>>

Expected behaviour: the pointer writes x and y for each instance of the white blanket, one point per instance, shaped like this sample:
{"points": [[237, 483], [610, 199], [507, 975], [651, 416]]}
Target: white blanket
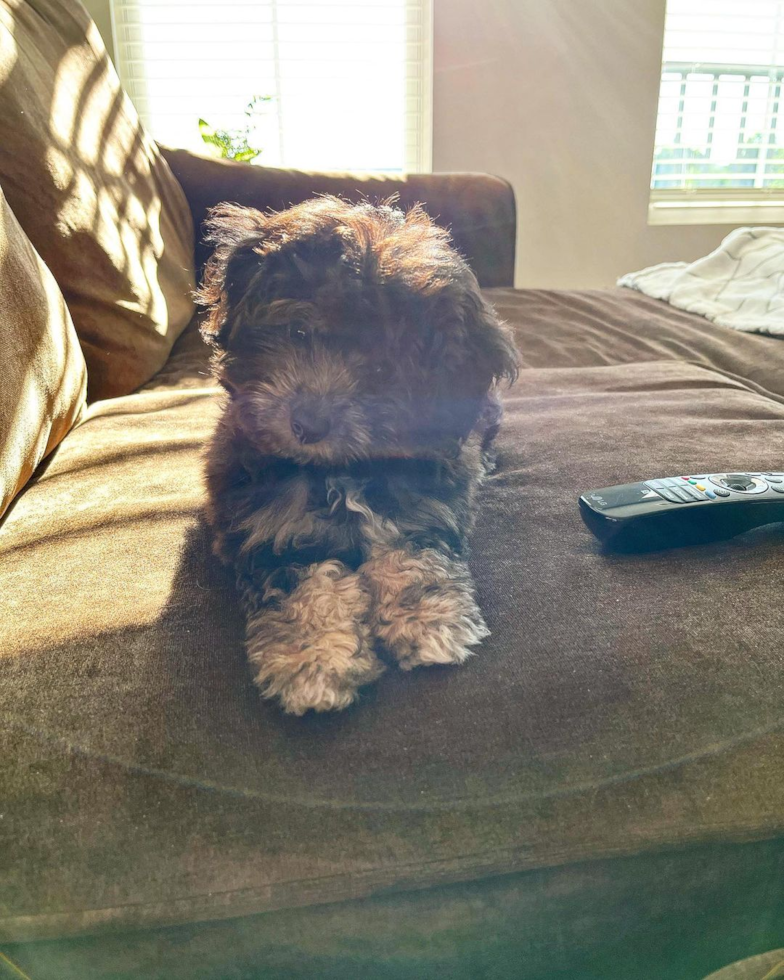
{"points": [[739, 285]]}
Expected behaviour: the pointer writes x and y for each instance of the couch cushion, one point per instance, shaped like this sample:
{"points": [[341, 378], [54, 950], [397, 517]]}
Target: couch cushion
{"points": [[44, 376], [92, 192], [623, 705]]}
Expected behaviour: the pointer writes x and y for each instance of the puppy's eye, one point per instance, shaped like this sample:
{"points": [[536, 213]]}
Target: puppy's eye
{"points": [[298, 335]]}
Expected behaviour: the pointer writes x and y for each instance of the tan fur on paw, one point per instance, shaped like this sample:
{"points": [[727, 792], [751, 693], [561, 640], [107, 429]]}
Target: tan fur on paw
{"points": [[314, 652], [423, 609]]}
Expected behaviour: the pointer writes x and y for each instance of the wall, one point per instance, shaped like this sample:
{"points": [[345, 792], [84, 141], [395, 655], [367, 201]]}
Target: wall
{"points": [[100, 12], [560, 97]]}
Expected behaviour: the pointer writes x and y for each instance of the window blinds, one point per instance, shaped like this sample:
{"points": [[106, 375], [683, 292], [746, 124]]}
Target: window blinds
{"points": [[341, 85], [720, 119]]}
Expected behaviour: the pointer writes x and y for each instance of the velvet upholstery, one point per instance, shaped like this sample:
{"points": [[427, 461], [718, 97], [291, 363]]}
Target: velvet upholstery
{"points": [[92, 192], [478, 209], [618, 735]]}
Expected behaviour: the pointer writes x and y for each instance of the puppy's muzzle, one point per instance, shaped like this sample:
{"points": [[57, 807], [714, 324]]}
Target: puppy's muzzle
{"points": [[310, 422]]}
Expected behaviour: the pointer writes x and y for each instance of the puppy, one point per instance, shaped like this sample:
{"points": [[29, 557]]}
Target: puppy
{"points": [[360, 363]]}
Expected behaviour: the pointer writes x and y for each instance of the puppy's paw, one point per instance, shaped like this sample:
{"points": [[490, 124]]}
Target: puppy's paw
{"points": [[314, 652], [424, 609]]}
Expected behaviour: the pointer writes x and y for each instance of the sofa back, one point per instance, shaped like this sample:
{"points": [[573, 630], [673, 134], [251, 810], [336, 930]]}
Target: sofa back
{"points": [[92, 192], [44, 374]]}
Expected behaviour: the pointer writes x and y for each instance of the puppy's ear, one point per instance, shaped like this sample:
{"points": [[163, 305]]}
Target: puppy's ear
{"points": [[237, 234]]}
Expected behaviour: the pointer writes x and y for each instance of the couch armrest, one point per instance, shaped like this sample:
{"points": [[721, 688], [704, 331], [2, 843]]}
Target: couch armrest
{"points": [[478, 209]]}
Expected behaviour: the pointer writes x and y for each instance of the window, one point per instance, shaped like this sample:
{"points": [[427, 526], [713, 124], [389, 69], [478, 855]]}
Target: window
{"points": [[719, 134], [339, 85]]}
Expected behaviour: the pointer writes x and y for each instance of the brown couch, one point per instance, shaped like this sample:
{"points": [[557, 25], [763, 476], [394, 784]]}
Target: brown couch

<<

Every line above that holds "brown" should be copied out.

▶ [Solution for this problem]
Expected behaviour: the pointer writes x and y for each instance of the brown couch, one point per instance, shaped like this sample:
Target: brown couch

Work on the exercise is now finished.